Deine Aufgabe: Welches Layout will flashdog laut dem gezeigten Auszug für die JCheckBoxen verwenden?

Gezeigter Auszug:
^^^^^^^^^^^^^^^^

Danke, dass ist genau wonach ich gesucht habe.


----------



## flashdog (27. Aug 2008)

Wenn man viele Elemente dynamisch in das Fenster einfügt dann wird es größer. Wie kann man die html Seite anpassen wenn sich die größe von einem Applet ändert?


----------



## Guest (30. Aug 2008)

Wie kann man zwei Knöpfe (Alle aktivieren und alle deaktivieren) zu ARadauer Lösung hin. 

D.h. wenn man den Knopf "alle deaktivieren" klickt dann sollen alle JCheckBoxen deaktiviert werden und wenn man auf "alle aktivieren" klickt dann sollen alle JCheckBoxen aktiviert werden.

Wie bekommt man dies hin da JCheckBoxen keine Namen besitzen?


----------



## SlaterB (30. Aug 2008)

sie haben keinen Namen nicht (in nostalgischen Falsch-Deutsch),
sondern keine Variable, über der sie zugegriffen werden können,

Abhilfe: eine solche Variable erschaffen, darauf kann man ja nicht selber kommen 

bei mehreren Komponenten muss es ein Array oder eine Liste sein


----------



## ARadauer (30. Aug 2008)

sprich nach dem instanzieren...
 JCheckBox box = new JCheckBox("name "+i); 
wirfst du sie in eine arraylist

Alle aktivieren und alle deaktivieren Buttons machst du einen Action Listener, in der actionPerformed interierst du mit einer for schleife über die boxen und setzt sie selected oder nicht...


----------



## flashdog (8. Sep 2008)

Danke fuer den Tip. Jetzt habe ich unter NetBeans GUI Builder zwei JPanels erzeugt. In dem einem JPanel habe ich ein Knopf erzeugt, aber leider habe ich keine Ahnung wie ich dem GUI Builder sagen soll dass er die dynamischen JCheckBoxen (  http://www.java-forum.org/de/viewtopic.php?p=441555#441555 ) in den anderen JPanel packen soll und saetzlich GridLayout(0,7) fuer die JCheckBoxen verwenden soll.


----------

^^^^^^^^^^^^^^^^

Datenauszüge:
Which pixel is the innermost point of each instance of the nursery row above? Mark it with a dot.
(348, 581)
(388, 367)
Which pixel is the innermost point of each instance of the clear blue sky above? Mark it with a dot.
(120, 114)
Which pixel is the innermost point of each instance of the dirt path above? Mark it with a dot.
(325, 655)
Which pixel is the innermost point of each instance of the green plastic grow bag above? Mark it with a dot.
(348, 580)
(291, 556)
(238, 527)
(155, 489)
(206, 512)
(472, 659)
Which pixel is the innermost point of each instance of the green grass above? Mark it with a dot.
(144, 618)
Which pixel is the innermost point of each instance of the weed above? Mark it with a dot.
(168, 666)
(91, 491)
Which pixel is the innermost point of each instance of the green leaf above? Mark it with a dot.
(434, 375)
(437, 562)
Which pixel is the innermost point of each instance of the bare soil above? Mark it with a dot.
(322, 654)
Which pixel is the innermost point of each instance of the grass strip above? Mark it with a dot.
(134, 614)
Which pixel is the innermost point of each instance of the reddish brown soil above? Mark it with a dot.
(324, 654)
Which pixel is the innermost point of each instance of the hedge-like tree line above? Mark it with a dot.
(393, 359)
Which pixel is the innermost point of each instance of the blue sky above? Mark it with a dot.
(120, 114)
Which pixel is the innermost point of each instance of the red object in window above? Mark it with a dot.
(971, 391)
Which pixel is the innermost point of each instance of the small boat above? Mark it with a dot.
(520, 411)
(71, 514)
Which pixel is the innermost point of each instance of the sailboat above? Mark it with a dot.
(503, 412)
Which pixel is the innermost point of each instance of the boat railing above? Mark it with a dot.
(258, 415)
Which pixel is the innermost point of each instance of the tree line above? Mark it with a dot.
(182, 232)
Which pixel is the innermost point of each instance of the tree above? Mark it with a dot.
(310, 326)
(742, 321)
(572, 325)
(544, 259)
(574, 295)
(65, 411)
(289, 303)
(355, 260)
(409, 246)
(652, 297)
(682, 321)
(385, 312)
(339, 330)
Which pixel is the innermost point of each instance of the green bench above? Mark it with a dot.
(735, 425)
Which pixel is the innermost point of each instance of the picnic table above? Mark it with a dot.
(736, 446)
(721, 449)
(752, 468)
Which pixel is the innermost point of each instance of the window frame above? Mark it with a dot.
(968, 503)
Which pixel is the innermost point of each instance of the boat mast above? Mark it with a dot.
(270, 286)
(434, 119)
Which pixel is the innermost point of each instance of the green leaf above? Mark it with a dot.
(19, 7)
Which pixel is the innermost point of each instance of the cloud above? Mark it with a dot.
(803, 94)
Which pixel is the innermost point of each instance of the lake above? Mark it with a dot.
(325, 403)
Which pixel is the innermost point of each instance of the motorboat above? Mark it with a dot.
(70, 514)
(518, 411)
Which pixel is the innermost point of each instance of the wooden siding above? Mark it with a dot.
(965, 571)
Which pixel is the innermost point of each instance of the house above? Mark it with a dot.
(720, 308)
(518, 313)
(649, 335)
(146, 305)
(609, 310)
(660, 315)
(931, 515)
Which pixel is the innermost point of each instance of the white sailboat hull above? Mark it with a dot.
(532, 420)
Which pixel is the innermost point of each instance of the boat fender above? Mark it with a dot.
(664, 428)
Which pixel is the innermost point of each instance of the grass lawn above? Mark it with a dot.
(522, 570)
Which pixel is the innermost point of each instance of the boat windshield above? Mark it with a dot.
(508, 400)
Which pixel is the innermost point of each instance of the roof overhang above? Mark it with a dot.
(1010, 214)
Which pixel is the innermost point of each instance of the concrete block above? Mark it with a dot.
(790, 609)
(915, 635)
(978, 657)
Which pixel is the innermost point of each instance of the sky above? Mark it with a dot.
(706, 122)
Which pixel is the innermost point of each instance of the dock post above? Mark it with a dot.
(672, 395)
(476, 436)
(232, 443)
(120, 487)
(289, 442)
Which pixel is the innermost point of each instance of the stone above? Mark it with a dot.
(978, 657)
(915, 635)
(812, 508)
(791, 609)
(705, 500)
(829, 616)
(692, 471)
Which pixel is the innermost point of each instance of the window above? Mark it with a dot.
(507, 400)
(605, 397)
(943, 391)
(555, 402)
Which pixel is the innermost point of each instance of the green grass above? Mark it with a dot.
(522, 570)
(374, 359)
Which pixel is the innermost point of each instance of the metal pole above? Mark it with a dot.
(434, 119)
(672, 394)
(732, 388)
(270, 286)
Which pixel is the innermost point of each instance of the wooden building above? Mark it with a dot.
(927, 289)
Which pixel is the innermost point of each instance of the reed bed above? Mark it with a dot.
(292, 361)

^^^^^^^^^^^^^^^^

Antwort: GridLayout(0,7)